── ФРАГМЕНТ ДОКУМЕНТА
Мандат международной организации становится также параметром успеха. Если бы Запад имел в своем распоряжении мандат ООН или требование ОБСЕ, руководство Сербии оказалось бы в тяжелейшей политической ситуации. Милошевич не смог бы выдавать военную акцию НАТО в отношении сербов за имперский акт Запада и использовать ее для усиления своих властных позиций. Западу такого рода мандат мог бы дать, отмечает Э.-О.Чемпиль, рычаг для воздействия на российскую политику в Чечне (8, с. 15).

Приводимая Западом в оправдание ссылка на вероятное вето со стороны России и Китая выглядит, по мнению Ч. Майнса, более чем несостоятельной. Если бы дело действительно дошло до запретительного вето, ООН никоим образом не оказалась бы беспомощной. В случае, если принятие решения было бы блокировано Советом Безопасности, Генеральная Ассамблея имела бы право взять на себя ответственность за принятие решения и легитимировать применение силы. Впрочем, сомнительно, чтобы в ГА ООН набралось бы необходимое большинство для принятия решения о применении силы. В этом случае НАТО должна была бы задаться вопросом, а правильны ли ее восприятие и анализ событий в Косово (2, с. 16). Принятием Пакта стабильности на Балканах европейцы показали, что более эффективные возможности в решении возникших проблем они видят в использовании феномена взаимозависимости, нежели в применении силы. Сила всегда должна использоваться только как последнее средство, когда катастрофа уже началась. Взаимозависимость автоматически открывает внутренние дела государств для влияния извне. “Вмешиваться” сегодня - это значит направлять ход событий в другом государстве в определенное русло и оказывать влияние на систему господства или даже политику государства. Поскольку такая форма интервенции протекает абсолютно ненасильственно и предстает как своего рода политико-экономическая деятельность, для нее не существует нормативных границ: она не нуждается в каком-либо мандате международной организации, она нуждается только в стратегической концепции (2, с. 17).

Конфликты на Балканах. Уроки. Об опасности гуманитарной катастрофы в Косово предостерегал в свое время Генеральный секретарь ООН. В резолюции 1199 СБ ООН недвусмысленно констатируется, что масштабы ухудшения ситуации в Косово представляют серьезную угрозу миру и безопасности в регионе. Именно наличием чрезвычайных обстоятельств в Косово НАТО обосновывала свои угрозы применения силы.
────
── ИСХОДНЫЕ ДАННЫЕ
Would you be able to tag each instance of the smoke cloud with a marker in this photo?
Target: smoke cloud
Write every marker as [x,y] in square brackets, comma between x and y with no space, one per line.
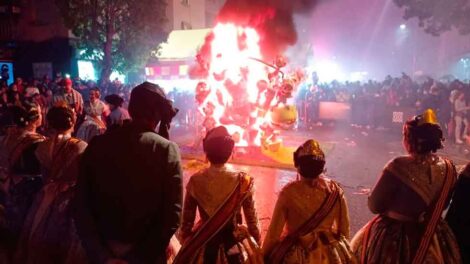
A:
[273,19]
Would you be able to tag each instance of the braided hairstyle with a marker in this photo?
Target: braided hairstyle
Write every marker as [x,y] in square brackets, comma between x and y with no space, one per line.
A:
[23,116]
[61,117]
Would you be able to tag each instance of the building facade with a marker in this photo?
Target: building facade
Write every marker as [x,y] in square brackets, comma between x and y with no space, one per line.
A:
[192,14]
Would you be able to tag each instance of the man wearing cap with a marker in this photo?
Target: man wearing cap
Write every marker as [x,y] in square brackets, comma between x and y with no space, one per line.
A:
[129,191]
[69,95]
[118,115]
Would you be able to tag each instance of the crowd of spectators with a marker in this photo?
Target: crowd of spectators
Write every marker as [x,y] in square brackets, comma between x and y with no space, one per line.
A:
[372,103]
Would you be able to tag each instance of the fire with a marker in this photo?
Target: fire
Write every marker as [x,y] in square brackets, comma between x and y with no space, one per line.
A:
[240,89]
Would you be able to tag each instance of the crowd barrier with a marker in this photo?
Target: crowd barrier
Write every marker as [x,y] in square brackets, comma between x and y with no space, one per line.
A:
[378,115]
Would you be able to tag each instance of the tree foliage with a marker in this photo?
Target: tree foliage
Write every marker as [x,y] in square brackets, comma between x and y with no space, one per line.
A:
[438,16]
[116,34]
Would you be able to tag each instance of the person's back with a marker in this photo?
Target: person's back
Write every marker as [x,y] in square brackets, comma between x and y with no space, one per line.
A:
[219,194]
[313,212]
[129,190]
[300,200]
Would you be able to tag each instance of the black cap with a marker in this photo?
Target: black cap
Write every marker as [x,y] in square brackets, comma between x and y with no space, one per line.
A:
[149,101]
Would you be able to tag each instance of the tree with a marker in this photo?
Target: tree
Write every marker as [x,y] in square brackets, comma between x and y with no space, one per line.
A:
[438,16]
[117,35]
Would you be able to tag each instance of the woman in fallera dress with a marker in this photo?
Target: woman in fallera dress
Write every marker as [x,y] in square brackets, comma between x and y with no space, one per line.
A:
[310,223]
[49,233]
[22,179]
[409,199]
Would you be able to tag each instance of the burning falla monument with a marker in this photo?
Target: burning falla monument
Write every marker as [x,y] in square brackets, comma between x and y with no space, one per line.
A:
[244,84]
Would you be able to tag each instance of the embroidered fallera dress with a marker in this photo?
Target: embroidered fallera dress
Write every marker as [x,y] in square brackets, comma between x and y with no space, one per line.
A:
[297,203]
[402,198]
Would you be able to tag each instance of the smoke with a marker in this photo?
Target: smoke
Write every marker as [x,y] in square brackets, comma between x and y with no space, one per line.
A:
[273,19]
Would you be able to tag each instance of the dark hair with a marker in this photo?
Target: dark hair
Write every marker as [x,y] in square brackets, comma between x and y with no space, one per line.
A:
[61,118]
[218,150]
[424,138]
[309,167]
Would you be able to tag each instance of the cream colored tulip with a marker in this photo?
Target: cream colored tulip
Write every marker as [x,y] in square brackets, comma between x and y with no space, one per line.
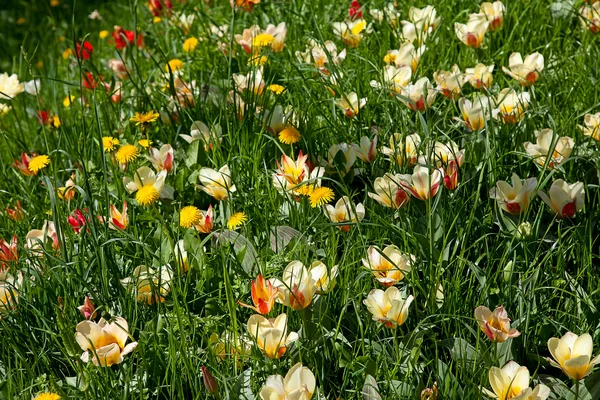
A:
[389,308]
[516,198]
[103,343]
[216,183]
[299,384]
[345,213]
[573,354]
[388,191]
[495,325]
[404,150]
[565,199]
[549,145]
[422,184]
[480,76]
[271,334]
[526,72]
[389,266]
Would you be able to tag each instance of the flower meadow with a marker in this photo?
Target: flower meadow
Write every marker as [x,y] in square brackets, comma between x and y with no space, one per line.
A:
[299,199]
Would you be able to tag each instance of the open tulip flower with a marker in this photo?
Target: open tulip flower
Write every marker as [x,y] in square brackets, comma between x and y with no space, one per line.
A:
[549,150]
[495,325]
[388,191]
[526,72]
[422,184]
[564,199]
[350,32]
[404,150]
[299,384]
[512,106]
[103,343]
[297,286]
[511,382]
[345,212]
[573,354]
[263,295]
[271,334]
[516,198]
[389,308]
[216,183]
[389,266]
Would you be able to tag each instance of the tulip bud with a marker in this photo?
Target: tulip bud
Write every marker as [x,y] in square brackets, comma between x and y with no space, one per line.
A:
[209,381]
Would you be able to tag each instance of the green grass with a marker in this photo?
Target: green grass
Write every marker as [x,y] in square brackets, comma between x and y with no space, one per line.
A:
[461,238]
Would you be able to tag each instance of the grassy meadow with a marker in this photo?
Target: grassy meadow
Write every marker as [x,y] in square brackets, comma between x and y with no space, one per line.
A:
[296,199]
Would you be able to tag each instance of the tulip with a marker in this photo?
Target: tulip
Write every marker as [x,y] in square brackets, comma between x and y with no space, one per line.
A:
[512,105]
[422,184]
[297,287]
[388,191]
[367,149]
[147,185]
[512,382]
[559,149]
[345,212]
[216,183]
[263,295]
[403,150]
[592,126]
[450,83]
[299,384]
[419,96]
[324,278]
[103,343]
[390,307]
[480,76]
[473,32]
[149,285]
[271,334]
[565,199]
[514,199]
[161,159]
[87,309]
[350,32]
[389,266]
[526,72]
[496,325]
[350,104]
[118,220]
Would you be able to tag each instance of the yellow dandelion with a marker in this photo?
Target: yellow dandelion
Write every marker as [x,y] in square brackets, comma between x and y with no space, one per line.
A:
[190,45]
[275,88]
[47,396]
[289,135]
[320,195]
[109,143]
[38,163]
[127,153]
[189,216]
[236,220]
[147,195]
[174,65]
[145,143]
[144,118]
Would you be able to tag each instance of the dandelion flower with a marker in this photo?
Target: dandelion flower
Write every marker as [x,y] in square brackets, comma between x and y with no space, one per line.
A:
[127,153]
[289,135]
[109,143]
[236,220]
[189,216]
[319,196]
[38,163]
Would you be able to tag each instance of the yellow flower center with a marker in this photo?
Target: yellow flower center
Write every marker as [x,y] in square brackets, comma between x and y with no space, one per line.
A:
[126,153]
[38,163]
[147,195]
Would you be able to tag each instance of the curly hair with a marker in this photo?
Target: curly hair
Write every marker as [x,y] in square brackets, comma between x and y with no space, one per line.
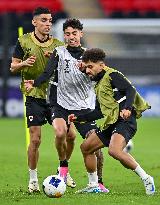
────
▶ **СПИСОК ЗАДАНИЙ**
1. Ответьте по тексту о Косово на вопросы:
(а) Что, по словам Э.-О. Чемпиля, мог бы дать Западу мандат международной организации?
(б) Какой орган, по мнению Ч. Майнса, имел бы право легитимировать применение силы, если бы Совет Безопасности заблокировал решение?
(в) В какой резолюции СБ ООН констатируется, что ухудшение ситуации в Косово серьезно угрожает миру и безопасности в регионе?
2. Продолжите текст о Косово, начав сразу после его последнего предложения.

▶ **РЕШЁННЫЕ ЗАДАЧИ**
1.
(а) Рычаг для воздействия на российскую политику в Чечне.
(б) Генеральная Ассамблея ООН.
(в) В резолюции 1199.

2.
Форма реагирования НАТО на косовские проблемы ставит вопрос о том, можно ли рассматривать НАТО как организацию региональной безопасности, соответствующую духу Устава ООН. Система безопасности ООН не является строго централистской. Напротив, ст. 52 Устава недвусмысленно определяет, что региональные соглашения или организации не исключаются из решения задач по обеспечению международного мира и безопасности. Бывший Генеральный секретарь ООН Б.Бутрос-Гали увидел в использовании региональных механизмов средство не только для “разгрузки” ООН, но и для укрепления демократической легитимности в области обеспечения мира. Однако положения Устава о региональных соглашениях (глава VIII) обнажили и трудности их применения. Так, например, не совсем ясно, что именно понимать под региональным соглашением или региональной организацией. Согласно господствующей точке зрения, в этом случае речь идет о системе коллективной безопасности, нацеленной на обеспечение мира только между членами этой системы (7, с. 127).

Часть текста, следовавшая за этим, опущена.